What you should do: Extract from the data below every line that contains the word "tree", and reproduce each such line in full.

Data to use:
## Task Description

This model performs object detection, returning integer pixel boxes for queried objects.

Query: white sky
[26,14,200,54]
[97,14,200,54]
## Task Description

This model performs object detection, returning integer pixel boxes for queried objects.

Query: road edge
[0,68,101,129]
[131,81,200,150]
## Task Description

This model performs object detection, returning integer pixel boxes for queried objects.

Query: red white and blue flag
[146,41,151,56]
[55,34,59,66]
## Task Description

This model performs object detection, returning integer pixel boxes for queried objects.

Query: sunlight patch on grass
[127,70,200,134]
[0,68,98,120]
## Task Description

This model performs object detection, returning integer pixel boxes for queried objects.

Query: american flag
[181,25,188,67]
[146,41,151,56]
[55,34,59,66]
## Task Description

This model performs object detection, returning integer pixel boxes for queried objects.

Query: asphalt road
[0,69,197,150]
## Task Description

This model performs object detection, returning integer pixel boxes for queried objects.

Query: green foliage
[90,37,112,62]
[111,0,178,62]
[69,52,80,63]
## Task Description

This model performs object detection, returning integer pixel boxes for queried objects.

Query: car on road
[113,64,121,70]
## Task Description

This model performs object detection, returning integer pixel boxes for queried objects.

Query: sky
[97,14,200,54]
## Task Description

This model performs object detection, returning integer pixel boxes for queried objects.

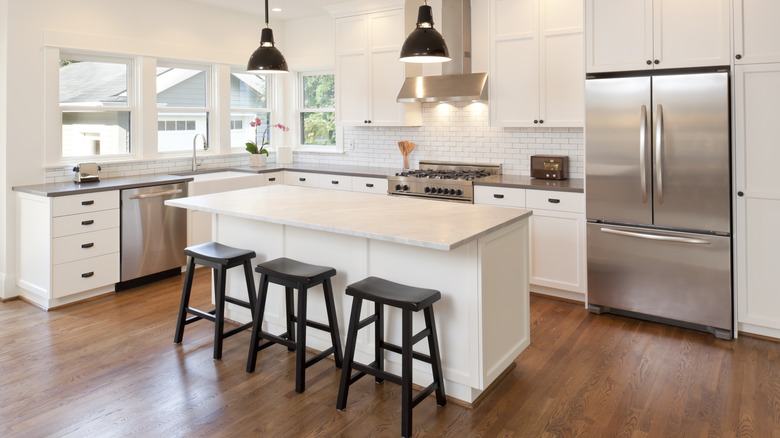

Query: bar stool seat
[173,242,255,359]
[246,257,343,393]
[336,277,447,437]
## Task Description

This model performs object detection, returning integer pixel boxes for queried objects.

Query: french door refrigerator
[585,69,733,339]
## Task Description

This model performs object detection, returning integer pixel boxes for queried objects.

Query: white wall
[0,0,285,297]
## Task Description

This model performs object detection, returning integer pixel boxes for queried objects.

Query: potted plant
[246,117,290,167]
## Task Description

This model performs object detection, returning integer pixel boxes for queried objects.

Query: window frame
[227,65,277,153]
[292,68,344,153]
[57,49,136,163]
[155,58,213,158]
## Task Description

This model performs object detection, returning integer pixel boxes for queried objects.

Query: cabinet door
[368,9,405,126]
[734,64,780,336]
[335,16,368,126]
[489,0,540,126]
[734,0,780,64]
[585,0,653,73]
[653,0,732,68]
[530,210,587,293]
[539,0,585,127]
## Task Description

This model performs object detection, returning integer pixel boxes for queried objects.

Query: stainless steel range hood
[396,0,488,103]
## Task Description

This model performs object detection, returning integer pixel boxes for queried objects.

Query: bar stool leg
[374,302,385,383]
[401,310,414,437]
[336,297,363,411]
[322,278,344,368]
[423,306,447,406]
[246,274,268,373]
[214,268,226,359]
[284,287,301,351]
[173,257,195,344]
[295,285,308,394]
[244,260,257,321]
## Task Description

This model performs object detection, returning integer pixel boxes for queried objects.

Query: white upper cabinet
[489,0,584,127]
[336,2,422,126]
[734,0,780,64]
[585,0,731,73]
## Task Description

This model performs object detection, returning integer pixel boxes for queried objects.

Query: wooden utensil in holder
[398,141,415,169]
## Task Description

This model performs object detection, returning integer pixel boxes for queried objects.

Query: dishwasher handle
[130,189,182,199]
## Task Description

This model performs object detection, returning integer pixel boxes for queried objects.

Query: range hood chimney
[396,0,488,103]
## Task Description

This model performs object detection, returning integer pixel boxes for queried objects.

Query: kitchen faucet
[192,134,209,172]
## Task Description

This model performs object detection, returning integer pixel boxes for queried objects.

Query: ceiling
[183,0,351,21]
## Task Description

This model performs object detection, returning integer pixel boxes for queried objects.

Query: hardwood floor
[0,269,780,437]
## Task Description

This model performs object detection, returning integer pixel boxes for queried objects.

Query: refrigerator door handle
[655,103,664,204]
[601,228,710,245]
[639,105,648,204]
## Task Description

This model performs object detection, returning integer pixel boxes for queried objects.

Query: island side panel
[479,219,531,389]
[366,240,479,403]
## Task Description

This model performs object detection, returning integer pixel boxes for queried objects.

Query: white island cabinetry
[474,186,587,302]
[17,190,119,309]
[166,186,530,403]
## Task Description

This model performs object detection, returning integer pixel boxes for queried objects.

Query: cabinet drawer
[52,252,119,298]
[352,176,387,195]
[319,174,352,191]
[52,228,119,265]
[51,190,119,217]
[474,186,526,208]
[284,172,320,187]
[52,209,119,237]
[525,190,585,213]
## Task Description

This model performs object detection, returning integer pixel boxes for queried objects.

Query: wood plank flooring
[0,270,780,437]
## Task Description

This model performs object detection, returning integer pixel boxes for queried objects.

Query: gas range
[387,161,501,203]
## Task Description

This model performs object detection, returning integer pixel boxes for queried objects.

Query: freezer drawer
[587,223,732,337]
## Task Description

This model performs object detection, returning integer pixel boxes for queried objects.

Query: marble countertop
[13,175,193,197]
[165,185,531,251]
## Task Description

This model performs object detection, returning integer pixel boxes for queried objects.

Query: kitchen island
[166,185,531,404]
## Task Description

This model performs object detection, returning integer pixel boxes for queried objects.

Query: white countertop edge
[165,198,532,251]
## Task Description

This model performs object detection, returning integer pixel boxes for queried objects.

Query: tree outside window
[299,72,336,146]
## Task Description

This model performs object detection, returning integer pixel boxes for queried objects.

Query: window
[59,53,134,158]
[157,63,211,152]
[230,70,271,150]
[298,72,336,147]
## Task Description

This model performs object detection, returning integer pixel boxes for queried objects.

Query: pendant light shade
[246,0,289,73]
[399,1,452,63]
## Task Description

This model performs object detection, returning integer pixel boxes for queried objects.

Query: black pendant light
[246,0,288,73]
[399,0,452,63]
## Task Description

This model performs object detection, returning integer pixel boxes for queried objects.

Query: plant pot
[249,154,268,167]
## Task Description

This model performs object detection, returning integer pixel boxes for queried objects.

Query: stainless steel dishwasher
[117,183,187,290]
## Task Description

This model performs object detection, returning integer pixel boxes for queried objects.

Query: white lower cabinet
[17,190,119,308]
[474,186,587,302]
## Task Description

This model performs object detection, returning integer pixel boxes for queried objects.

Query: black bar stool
[246,258,343,393]
[173,242,255,359]
[336,277,447,437]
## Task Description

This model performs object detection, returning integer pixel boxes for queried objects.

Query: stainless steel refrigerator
[585,69,733,339]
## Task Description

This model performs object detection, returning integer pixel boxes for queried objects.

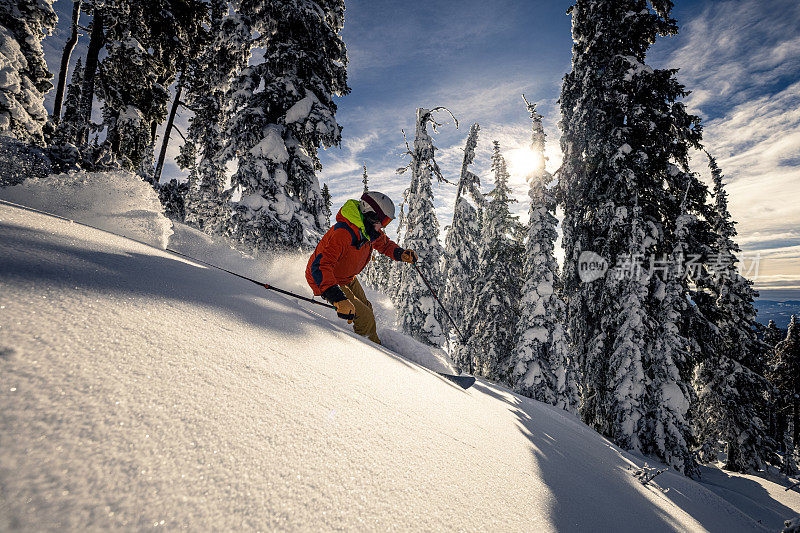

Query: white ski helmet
[360,191,394,227]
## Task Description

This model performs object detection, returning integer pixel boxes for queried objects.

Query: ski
[437,372,475,390]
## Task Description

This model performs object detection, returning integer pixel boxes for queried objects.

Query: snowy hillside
[0,194,800,531]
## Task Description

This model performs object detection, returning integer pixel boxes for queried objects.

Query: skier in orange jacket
[306,191,417,344]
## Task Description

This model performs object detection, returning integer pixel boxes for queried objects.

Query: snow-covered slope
[0,202,800,531]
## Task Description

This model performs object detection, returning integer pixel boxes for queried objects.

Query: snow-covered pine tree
[559,0,702,473]
[770,315,800,475]
[359,163,394,293]
[179,0,252,234]
[390,108,447,346]
[95,0,206,172]
[0,0,57,144]
[227,0,350,251]
[441,124,483,366]
[696,155,773,472]
[509,101,580,413]
[465,141,523,384]
[53,58,83,144]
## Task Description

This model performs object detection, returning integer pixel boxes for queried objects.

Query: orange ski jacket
[306,200,403,302]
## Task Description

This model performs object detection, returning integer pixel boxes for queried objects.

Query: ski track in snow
[0,203,800,531]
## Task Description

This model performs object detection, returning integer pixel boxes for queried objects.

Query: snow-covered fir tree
[559,0,704,473]
[227,0,350,251]
[179,0,252,234]
[95,0,206,171]
[466,141,522,384]
[53,58,83,144]
[441,124,483,371]
[696,155,772,472]
[359,163,394,293]
[0,0,57,144]
[390,108,446,346]
[770,315,800,475]
[509,104,580,413]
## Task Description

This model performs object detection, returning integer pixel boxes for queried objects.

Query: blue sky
[45,0,800,299]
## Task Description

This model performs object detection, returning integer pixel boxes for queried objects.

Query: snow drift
[0,170,172,249]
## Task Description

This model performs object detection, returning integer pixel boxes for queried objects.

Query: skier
[306,191,417,344]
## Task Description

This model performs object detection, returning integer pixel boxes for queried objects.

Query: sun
[505,147,545,183]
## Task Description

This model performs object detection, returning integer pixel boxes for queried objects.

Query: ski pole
[411,263,465,344]
[167,248,336,309]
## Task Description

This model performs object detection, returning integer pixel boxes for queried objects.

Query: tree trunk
[52,0,83,124]
[153,78,183,184]
[78,8,105,145]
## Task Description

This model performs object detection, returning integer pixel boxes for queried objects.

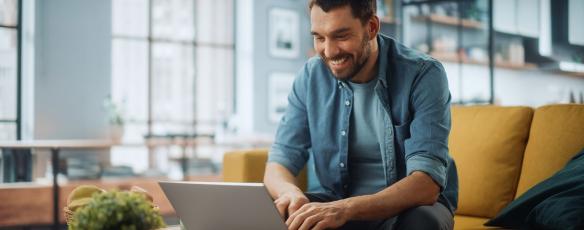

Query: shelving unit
[412,14,484,29]
[400,0,496,104]
[430,52,538,70]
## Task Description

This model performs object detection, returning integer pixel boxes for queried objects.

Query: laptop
[159,181,288,230]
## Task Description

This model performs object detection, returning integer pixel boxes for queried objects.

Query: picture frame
[268,8,300,59]
[268,72,296,124]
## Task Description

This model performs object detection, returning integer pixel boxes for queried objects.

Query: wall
[236,0,312,135]
[33,0,111,139]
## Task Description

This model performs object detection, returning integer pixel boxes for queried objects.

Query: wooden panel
[0,185,53,226]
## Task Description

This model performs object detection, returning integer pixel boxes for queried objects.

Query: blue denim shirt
[268,35,458,212]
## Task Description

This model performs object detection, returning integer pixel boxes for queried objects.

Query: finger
[288,209,314,229]
[288,199,304,215]
[299,215,323,230]
[274,199,290,220]
[312,220,331,230]
[286,205,308,226]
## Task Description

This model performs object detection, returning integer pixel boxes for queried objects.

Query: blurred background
[0,0,584,228]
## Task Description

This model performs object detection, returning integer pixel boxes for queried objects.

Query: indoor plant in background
[66,186,165,230]
[103,95,124,142]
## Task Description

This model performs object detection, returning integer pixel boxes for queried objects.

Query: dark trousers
[305,193,454,230]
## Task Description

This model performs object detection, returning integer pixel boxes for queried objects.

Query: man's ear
[367,15,381,39]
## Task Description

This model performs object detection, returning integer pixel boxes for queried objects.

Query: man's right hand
[274,191,310,221]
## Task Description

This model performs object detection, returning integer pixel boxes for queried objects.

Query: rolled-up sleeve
[405,61,451,191]
[268,65,311,176]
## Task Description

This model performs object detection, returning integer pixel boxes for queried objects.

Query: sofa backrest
[448,106,533,218]
[516,104,584,197]
[222,149,307,191]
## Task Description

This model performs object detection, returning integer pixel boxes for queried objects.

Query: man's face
[310,5,371,80]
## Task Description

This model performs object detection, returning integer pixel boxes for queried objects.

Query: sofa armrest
[223,149,306,191]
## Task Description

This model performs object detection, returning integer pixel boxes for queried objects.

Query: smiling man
[264,0,458,229]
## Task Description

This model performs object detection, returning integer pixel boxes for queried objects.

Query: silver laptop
[159,181,287,230]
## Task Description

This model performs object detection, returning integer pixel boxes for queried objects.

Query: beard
[320,33,371,80]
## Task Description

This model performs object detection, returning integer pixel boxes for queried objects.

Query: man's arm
[286,171,440,229]
[264,162,309,220]
[344,171,440,220]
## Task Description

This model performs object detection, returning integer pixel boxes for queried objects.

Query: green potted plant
[68,190,165,230]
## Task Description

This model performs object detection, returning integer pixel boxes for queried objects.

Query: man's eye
[336,34,349,40]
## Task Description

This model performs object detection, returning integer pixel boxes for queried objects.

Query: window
[0,0,20,140]
[112,0,234,172]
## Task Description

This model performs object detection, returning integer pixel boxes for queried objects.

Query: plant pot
[110,125,124,143]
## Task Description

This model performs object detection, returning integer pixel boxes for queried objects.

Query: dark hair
[308,0,377,24]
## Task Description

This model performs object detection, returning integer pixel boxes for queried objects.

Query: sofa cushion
[449,106,533,218]
[516,104,584,197]
[487,149,584,229]
[454,215,496,230]
[223,149,307,191]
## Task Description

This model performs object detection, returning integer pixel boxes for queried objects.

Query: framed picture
[268,8,300,58]
[268,73,295,123]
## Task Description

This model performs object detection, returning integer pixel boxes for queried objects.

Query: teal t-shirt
[347,79,387,196]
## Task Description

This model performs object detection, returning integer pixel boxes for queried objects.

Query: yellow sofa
[223,104,584,229]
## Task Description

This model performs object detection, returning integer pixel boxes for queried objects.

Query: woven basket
[63,207,75,225]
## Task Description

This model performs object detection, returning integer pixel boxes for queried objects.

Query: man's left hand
[286,200,349,230]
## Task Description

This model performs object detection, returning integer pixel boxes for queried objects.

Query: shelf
[379,17,398,25]
[412,14,483,29]
[430,53,537,70]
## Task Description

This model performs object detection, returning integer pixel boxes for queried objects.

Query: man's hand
[286,200,349,230]
[274,191,309,220]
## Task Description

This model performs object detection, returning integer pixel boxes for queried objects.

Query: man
[264,0,458,229]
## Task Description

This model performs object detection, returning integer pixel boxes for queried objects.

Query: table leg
[51,148,60,230]
[180,145,189,180]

Result for this task:
Query: tree outside window
Query: snow-covered pine tree
Query: snow-covered fir tree
Query: tree trunk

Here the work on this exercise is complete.